**TO BE DONE**
Could you output every line of the records below word for word, leaving out the pictures?

Stored items:
================================

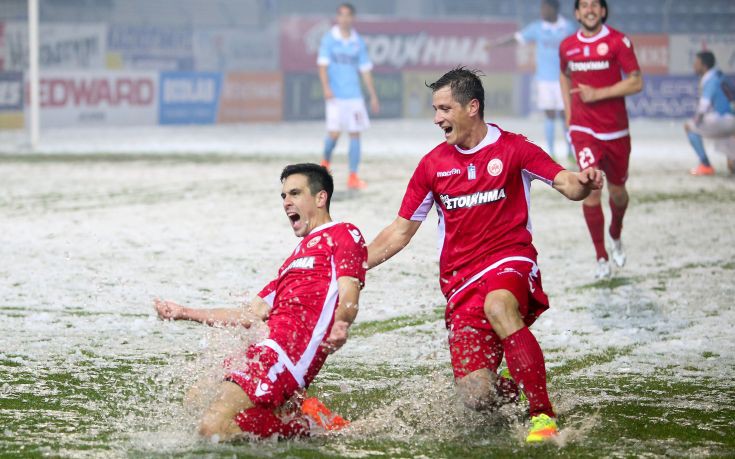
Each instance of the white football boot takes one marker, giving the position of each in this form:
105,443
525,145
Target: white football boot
603,269
618,254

================================

**THE REPLY**
Each instance of the white football boot takes one marker, giving the position of each in this form:
105,443
525,145
Target: white football boot
603,269
618,254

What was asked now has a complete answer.